## DATASET CONTENT
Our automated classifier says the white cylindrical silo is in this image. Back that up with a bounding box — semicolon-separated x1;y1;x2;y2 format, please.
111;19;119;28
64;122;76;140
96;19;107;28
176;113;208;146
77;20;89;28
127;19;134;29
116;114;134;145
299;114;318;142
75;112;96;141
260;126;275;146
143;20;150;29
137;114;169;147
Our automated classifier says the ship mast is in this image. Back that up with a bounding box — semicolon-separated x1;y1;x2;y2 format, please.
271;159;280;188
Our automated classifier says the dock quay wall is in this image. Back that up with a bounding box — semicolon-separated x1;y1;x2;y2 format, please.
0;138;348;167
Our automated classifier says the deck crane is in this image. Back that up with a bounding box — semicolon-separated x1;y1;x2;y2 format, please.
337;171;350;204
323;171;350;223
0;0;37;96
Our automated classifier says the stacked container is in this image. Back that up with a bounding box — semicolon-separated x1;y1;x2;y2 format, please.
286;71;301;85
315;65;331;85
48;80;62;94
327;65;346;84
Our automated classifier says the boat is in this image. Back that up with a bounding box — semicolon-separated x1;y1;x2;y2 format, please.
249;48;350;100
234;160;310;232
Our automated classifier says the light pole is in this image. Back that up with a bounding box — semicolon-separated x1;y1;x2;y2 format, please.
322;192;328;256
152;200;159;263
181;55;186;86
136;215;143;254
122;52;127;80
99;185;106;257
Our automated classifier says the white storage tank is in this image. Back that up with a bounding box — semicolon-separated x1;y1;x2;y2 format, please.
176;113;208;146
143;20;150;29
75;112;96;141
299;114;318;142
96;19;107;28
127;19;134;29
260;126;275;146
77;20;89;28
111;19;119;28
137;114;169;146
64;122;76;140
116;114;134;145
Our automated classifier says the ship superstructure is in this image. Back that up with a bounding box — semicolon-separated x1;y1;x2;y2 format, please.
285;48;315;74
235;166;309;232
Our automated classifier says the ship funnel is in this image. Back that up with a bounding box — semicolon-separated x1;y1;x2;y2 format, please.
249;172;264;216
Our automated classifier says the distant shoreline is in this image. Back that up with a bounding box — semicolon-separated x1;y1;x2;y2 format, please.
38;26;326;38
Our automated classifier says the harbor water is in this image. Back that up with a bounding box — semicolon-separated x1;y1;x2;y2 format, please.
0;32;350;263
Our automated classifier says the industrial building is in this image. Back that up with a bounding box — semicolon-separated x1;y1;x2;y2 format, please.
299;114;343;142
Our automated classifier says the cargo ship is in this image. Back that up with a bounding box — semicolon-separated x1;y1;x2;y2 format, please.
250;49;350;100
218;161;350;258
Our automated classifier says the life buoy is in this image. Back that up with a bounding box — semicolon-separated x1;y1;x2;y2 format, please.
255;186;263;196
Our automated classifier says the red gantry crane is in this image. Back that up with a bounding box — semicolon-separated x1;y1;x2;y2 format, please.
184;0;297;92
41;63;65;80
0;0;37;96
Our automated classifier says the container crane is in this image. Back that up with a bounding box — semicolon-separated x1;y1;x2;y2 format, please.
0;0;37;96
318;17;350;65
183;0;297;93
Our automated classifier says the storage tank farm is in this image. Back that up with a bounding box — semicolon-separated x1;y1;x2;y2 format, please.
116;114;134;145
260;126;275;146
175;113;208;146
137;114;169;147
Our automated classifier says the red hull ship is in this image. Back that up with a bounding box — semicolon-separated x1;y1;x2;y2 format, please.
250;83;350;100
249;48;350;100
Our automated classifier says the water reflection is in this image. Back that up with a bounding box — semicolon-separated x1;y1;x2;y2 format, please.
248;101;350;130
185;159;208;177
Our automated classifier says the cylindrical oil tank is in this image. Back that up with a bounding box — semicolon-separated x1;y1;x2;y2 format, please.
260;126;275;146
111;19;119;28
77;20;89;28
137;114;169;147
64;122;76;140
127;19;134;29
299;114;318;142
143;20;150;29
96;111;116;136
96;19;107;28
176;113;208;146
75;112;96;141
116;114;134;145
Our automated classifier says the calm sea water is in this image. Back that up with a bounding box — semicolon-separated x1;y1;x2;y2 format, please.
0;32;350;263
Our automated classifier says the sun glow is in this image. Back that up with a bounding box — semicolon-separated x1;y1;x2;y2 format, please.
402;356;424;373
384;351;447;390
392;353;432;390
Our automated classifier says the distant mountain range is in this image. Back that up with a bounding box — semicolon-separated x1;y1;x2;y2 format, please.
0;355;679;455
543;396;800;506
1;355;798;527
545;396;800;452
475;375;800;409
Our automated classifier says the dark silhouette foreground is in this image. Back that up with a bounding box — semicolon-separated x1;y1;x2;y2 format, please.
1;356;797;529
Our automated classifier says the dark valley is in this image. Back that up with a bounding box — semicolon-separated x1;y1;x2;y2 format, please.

## YOUR INSTRUCTIONS
In full and without edits, repeat the listing above.

## FINISHED EXERCISE
Our automated classifier says the white cylindrical silo is in this image. Back that up with a bounding box — semicolon-separated x1;y1;x2;y2 format, please.
111;19;119;28
64;122;76;140
96;19;107;28
176;113;208;146
77;20;89;28
127;19;134;29
116;114;134;145
299;114;318;142
75;112;96;141
260;126;275;146
143;20;150;29
137;114;169;147
Our automated classifier says the ship mast is in this image. Back that up with a bounding box — semicolon-separated x1;y1;x2;y2 format, please.
271;159;280;188
Our automated classifier says the dock quay wall is in this image. Back that up with a bounding box — semicolon-separated x1;y1;x2;y2 format, please.
0;138;348;167
Our automated classifier says the deck crane is in this image. Back that up with a bounding box — semicolon-separated x1;y1;x2;y2 format, please.
337;171;350;204
323;171;350;223
0;0;37;96
Our automated classifier says the stacked container is in this image. Back that up with a bounding box — semicolon-separated x1;y1;x2;y2 format, please.
286;71;301;85
315;65;331;85
48;80;62;94
327;65;346;84
Our automated classifier says the boat is in this image. Back that up with a bounding box — semicolon-separated x1;y1;x2;y2 format, please.
249;48;350;100
234;160;310;232
Our automated classifier says the light pole is in this image. Back that up with a bounding box — semicolon-separated x1;y1;x2;y2 format, please.
322;192;328;256
152;200;159;263
181;55;186;86
136;215;143;254
122;52;127;80
99;185;106;257
Our automated classifier says the white storage tank is in this image. Back that up with a bounding box — semicolon-separated x1;y1;x2;y2 format, please.
176;113;208;146
143;20;150;29
75;112;96;141
299;114;318;142
96;19;107;28
127;19;134;29
260;126;275;146
77;20;89;28
111;19;119;28
137;114;169;146
64;122;76;140
116;114;134;145
Our automated classifier says the ship superstructure is in this image. Back that up with a bounding box — semicolon-separated x1;y1;x2;y2 format, please.
285;48;315;74
235;166;309;232
Our automated classifier says the ship funnel is in this image. Back that up with a bounding box — semicolon-separated x1;y1;x2;y2 format, please.
249;172;264;216
Our automated classifier says the distant shoreline is in this image. Back that up with a bounding box — semicolon-separated x1;y1;x2;y2 format, please.
38;26;326;38
Our automated classifier says the harbor water is in this image. Back that up with a bounding box — semicolon-separated x1;y1;x2;y2 format, please.
0;32;350;263
Our automated classifier says the industrial building is in this image. Back that up with a bounding box — semicolon-separated x1;y1;x2;y2 format, please.
299;114;343;142
Our automated classifier says the cargo ship is in this image. Back that up with a bounding box — semicolon-separated x1;y1;x2;y2 format, please.
250;49;350;100
218;161;350;258
Our automated classifier says the life buoy is in this image. Back that up with a bounding box — semicolon-separated x1;y1;x2;y2 format, please.
255;186;263;196
Our automated classifier says the red gantry crane is in this image. Back that up with a bounding box — semicolon-separated x1;y1;x2;y2 format, please.
184;0;297;92
41;63;65;80
0;0;37;96
Our automated classifier says the container crane is in this image. Back that up with a bounding box — semicolon-separated x1;y1;x2;y2 format, please.
0;0;37;96
318;17;350;65
183;0;297;93
Our automated classifier says the storage tank farm is in this image. Back that up with a bounding box — semicolon-separated x1;y1;x2;y2 format, please.
116;114;134;145
260;126;275;146
175;113;208;146
137;114;169;147
Our automated classifier says the red hull ship is in this image. Back that up with a bounding box — semicolon-separated x1;y1;x2;y2 format, please.
250;83;350;100
249;48;350;100
Our automated classifier says the water reflection is in this image. Back that up with a bounding box — semicolon-separated x1;y1;x2;y2 format, please.
248;101;350;130
185;159;208;177
Our automated classifier says the cylindrical oil tank is in this image. Back that up with a bounding box — semicolon-separated x1;y1;x2;y2 format, please.
260;126;275;146
111;19;119;28
77;20;89;28
137;114;169;147
64;122;76;140
127;19;134;29
299;114;318;142
143;20;150;29
96;111;116;136
96;19;107;28
176;113;208;146
75;112;96;141
116;114;134;145
Our automated classifier says the calm sea water is in this image. Back that up with a bounding box — semicolon-separated x1;y1;x2;y2 format, please.
0;32;350;263
Our automated classifier says the sun glow is in this image. Back that up with a bounding box — semicolon-separated x1;y1;x2;y2 format, please.
402;356;424;373
384;351;447;390
392;353;432;390
Our automated classifier says the distant mountain range is in this image. Back that up with a bounding box — semicolon-separated x1;y1;x2;y2 format, please.
0;355;679;455
543;396;800;506
1;355;798;527
545;396;800;452
475;375;800;409
Our automated classifier says the dark silhouette foreground is in this image. Back that up with a bounding box — semicolon-separated x1;y1;x2;y2 format, please.
1;356;797;529
Our automated classifier says the dark valley is in this image. Back that up with a bounding box — semicolon-separated x1;y1;x2;y2 format, please.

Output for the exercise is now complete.